| Do this |
List the lines of the items from the start through the line containing "M155 115L142 122L145" as a numbered list, leaving out blank lines and pictures.

| Data shown |
..........
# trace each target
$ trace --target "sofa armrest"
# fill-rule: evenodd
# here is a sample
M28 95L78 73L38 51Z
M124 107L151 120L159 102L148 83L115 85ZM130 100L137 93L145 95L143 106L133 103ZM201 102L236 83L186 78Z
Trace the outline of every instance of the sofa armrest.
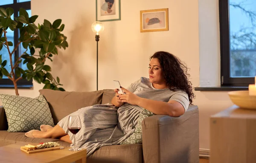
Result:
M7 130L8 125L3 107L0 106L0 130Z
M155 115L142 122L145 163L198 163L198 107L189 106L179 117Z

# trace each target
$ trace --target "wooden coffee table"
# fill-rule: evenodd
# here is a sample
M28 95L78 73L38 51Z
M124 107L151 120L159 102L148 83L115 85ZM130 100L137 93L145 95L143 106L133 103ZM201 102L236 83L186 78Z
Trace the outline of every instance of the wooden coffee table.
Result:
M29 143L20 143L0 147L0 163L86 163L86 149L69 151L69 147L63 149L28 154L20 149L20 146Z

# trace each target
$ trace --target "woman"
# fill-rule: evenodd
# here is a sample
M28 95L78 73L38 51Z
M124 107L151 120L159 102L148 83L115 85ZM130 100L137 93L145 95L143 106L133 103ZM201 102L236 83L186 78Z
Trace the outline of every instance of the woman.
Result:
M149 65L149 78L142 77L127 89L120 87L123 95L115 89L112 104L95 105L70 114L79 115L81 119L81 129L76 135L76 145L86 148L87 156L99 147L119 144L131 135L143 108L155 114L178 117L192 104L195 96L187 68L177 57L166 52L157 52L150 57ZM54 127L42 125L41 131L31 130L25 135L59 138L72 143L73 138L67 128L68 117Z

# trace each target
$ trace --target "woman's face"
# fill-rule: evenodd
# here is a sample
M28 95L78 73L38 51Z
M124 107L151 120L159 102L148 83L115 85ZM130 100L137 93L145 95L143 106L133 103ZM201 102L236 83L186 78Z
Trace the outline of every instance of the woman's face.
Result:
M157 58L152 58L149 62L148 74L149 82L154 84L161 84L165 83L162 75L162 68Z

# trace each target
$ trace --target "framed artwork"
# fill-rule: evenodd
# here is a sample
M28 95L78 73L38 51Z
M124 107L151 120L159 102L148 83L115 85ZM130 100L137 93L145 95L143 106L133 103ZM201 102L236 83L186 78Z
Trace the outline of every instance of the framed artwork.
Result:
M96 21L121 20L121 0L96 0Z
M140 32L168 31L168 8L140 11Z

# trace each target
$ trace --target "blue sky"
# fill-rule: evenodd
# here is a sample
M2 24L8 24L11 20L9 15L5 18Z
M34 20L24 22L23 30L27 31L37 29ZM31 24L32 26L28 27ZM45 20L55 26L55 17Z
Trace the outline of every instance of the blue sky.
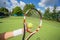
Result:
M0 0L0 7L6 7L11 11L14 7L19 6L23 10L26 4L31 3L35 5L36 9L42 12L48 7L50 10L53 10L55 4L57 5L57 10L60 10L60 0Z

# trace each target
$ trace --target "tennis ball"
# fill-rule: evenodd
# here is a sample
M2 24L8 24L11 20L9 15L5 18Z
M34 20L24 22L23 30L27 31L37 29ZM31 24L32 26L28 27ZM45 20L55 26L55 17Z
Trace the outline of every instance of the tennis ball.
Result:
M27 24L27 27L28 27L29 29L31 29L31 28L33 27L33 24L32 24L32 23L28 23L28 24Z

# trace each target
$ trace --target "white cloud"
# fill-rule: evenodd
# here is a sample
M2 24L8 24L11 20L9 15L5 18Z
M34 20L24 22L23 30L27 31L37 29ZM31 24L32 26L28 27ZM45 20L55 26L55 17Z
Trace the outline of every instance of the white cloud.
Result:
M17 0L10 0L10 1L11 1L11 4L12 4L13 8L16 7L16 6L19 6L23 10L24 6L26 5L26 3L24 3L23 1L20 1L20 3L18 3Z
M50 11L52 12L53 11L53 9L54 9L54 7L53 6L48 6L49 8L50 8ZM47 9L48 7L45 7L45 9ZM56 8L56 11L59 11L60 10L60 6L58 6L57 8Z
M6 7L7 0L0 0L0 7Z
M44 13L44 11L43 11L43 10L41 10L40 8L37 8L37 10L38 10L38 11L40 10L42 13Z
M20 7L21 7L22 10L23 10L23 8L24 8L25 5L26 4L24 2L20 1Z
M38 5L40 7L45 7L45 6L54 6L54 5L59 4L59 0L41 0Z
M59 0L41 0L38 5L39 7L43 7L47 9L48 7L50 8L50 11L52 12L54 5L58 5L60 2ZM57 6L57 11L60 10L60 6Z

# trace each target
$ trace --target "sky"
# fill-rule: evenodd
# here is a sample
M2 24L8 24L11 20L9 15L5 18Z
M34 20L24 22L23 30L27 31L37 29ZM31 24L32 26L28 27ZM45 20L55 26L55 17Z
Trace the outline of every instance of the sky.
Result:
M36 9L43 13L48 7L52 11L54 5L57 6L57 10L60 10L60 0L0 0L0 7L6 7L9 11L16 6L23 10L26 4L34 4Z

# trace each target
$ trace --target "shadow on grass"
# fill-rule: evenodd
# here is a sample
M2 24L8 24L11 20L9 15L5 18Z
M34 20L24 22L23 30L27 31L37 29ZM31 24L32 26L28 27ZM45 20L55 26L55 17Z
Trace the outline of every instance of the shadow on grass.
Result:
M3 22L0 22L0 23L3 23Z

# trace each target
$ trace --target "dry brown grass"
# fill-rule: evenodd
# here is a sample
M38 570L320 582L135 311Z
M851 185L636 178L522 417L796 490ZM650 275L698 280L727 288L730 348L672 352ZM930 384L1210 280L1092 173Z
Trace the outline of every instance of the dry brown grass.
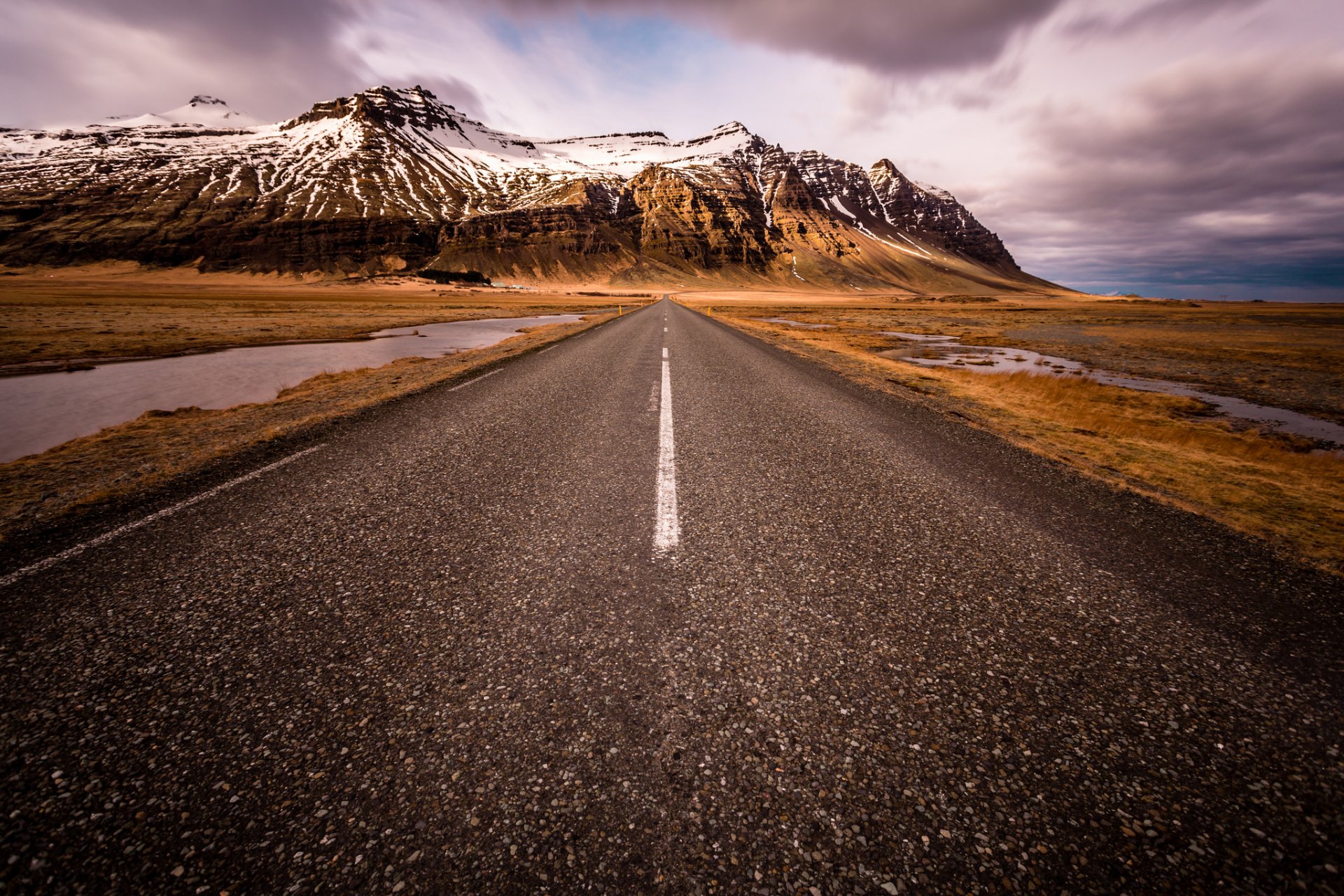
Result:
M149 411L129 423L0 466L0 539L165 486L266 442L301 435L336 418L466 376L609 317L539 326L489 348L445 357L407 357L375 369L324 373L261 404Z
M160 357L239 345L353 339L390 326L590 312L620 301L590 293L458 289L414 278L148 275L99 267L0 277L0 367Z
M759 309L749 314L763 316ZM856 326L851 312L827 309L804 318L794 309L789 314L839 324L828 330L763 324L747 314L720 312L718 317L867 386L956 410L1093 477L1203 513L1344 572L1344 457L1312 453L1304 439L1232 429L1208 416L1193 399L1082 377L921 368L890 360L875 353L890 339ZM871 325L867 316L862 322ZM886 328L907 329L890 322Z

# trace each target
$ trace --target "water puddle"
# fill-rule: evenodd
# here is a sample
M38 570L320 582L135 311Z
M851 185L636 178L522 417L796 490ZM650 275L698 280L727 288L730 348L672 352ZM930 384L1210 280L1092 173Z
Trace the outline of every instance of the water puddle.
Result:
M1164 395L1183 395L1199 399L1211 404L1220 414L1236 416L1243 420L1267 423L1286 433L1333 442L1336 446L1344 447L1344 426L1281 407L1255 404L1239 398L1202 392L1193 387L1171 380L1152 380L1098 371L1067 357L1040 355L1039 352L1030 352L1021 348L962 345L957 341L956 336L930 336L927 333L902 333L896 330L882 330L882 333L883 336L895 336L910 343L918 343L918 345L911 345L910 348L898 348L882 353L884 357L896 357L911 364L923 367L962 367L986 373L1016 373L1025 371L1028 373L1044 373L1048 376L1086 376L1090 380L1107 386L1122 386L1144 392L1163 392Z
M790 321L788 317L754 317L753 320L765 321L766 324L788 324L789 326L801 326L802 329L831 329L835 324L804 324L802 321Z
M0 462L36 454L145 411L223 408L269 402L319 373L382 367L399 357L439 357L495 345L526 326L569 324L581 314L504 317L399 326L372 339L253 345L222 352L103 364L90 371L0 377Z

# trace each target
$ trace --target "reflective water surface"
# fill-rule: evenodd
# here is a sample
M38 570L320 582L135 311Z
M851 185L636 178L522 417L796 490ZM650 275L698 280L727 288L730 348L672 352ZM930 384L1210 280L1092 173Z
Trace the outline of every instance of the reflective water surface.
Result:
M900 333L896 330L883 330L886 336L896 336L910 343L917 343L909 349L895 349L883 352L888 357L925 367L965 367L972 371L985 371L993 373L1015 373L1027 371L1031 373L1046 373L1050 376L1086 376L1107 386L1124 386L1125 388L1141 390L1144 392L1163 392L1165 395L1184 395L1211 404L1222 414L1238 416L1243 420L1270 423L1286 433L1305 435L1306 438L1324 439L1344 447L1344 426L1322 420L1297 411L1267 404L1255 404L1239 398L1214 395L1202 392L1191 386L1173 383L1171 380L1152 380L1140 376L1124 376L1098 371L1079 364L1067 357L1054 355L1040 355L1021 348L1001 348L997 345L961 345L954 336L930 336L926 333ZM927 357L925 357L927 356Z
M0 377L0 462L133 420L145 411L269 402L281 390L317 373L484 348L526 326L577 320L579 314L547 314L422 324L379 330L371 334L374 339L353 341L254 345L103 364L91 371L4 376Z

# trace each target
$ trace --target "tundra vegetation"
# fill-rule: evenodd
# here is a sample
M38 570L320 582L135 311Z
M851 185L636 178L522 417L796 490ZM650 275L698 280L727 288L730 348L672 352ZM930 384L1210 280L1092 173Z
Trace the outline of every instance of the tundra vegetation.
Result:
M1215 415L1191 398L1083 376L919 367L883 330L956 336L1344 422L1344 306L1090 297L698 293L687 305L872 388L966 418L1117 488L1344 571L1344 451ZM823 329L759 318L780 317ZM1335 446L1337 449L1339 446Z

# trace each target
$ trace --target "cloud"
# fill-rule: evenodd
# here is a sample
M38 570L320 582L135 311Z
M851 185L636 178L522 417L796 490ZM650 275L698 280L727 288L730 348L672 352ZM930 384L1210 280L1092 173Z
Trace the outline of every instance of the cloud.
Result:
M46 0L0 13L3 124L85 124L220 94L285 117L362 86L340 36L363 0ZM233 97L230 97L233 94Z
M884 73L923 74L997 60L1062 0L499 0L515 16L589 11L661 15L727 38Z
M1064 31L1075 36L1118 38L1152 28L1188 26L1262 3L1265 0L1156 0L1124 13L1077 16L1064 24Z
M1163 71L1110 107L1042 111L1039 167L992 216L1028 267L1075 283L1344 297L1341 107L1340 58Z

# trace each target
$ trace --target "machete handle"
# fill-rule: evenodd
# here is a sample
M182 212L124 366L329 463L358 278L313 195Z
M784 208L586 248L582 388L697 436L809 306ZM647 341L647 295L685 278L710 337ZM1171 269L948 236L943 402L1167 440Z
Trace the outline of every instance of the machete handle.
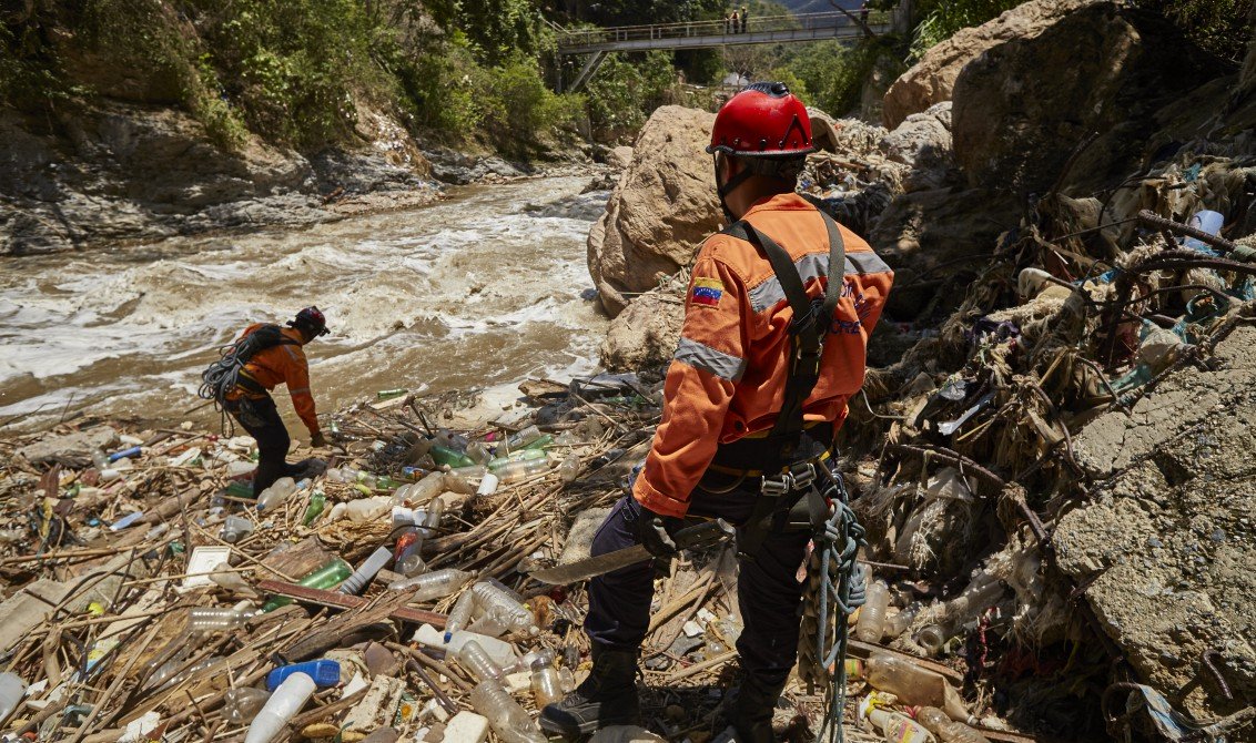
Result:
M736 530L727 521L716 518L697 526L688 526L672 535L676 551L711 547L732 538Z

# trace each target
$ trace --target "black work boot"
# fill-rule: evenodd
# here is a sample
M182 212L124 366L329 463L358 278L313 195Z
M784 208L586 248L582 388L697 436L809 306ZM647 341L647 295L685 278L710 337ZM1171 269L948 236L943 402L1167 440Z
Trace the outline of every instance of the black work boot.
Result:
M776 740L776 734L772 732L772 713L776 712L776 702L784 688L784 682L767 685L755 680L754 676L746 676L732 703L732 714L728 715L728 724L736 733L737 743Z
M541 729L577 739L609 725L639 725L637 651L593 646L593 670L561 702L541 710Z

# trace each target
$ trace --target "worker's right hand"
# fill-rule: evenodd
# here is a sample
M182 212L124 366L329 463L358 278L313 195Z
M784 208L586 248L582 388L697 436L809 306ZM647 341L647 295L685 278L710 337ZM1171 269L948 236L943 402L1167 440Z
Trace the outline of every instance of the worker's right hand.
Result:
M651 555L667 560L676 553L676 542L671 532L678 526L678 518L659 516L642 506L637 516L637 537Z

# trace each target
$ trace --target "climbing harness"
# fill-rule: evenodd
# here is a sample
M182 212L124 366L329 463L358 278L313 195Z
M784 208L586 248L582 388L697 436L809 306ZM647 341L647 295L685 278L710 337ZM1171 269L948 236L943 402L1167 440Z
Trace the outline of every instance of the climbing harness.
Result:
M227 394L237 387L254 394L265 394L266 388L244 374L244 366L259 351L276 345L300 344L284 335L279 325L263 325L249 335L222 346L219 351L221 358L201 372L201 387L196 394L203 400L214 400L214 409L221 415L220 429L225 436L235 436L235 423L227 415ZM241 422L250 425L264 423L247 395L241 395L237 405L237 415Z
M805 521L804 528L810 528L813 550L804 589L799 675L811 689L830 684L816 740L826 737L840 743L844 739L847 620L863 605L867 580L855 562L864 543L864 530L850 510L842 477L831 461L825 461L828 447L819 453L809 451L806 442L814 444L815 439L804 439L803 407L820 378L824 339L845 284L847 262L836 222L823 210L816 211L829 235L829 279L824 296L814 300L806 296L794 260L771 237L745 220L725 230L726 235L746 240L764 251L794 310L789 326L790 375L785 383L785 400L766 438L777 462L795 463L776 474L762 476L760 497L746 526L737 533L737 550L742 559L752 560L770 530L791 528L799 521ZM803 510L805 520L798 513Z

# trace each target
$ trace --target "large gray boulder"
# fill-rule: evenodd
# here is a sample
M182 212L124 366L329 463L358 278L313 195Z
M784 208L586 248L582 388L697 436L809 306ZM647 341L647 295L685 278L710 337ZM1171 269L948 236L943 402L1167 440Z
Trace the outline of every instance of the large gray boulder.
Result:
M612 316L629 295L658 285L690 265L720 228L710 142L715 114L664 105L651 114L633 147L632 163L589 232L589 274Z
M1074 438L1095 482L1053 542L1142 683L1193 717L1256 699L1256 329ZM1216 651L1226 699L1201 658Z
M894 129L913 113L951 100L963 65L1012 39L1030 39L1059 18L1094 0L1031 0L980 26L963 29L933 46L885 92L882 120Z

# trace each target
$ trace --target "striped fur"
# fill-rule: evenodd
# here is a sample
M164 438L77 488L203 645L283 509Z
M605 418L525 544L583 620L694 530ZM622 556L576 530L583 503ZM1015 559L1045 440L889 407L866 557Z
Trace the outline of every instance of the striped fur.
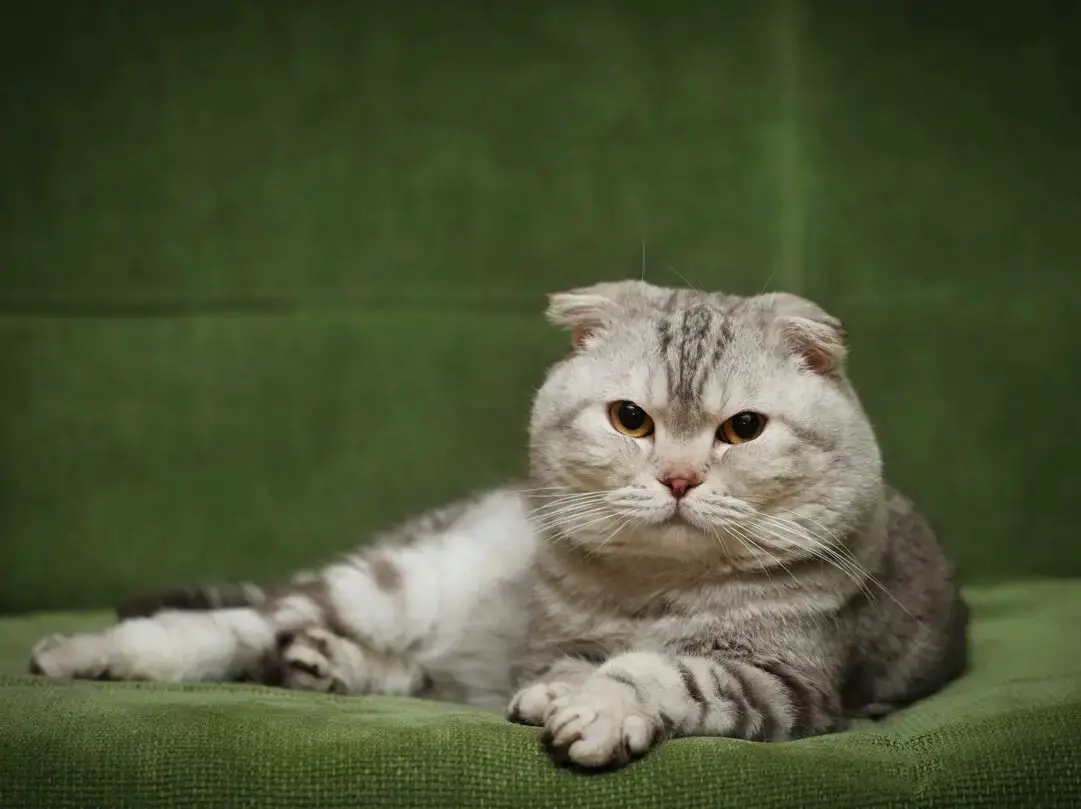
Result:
..........
| Exercise response |
1. # trace each target
2. $ trace --target "sofa armrest"
3. # fill-rule: evenodd
4. # here is a sample
5. M28 95L78 73L38 51Z
6. M124 107L151 120L159 102L148 83L115 85ZM130 100L137 93L145 95L143 106L133 103ZM201 102L236 83L186 78Z
7. Trace the outline of every instance of the sofa armrest.
8. Result:
9. M7 130L8 125L3 107L0 106L0 130Z
10. M155 115L142 122L145 163L198 163L198 107L189 106L179 117Z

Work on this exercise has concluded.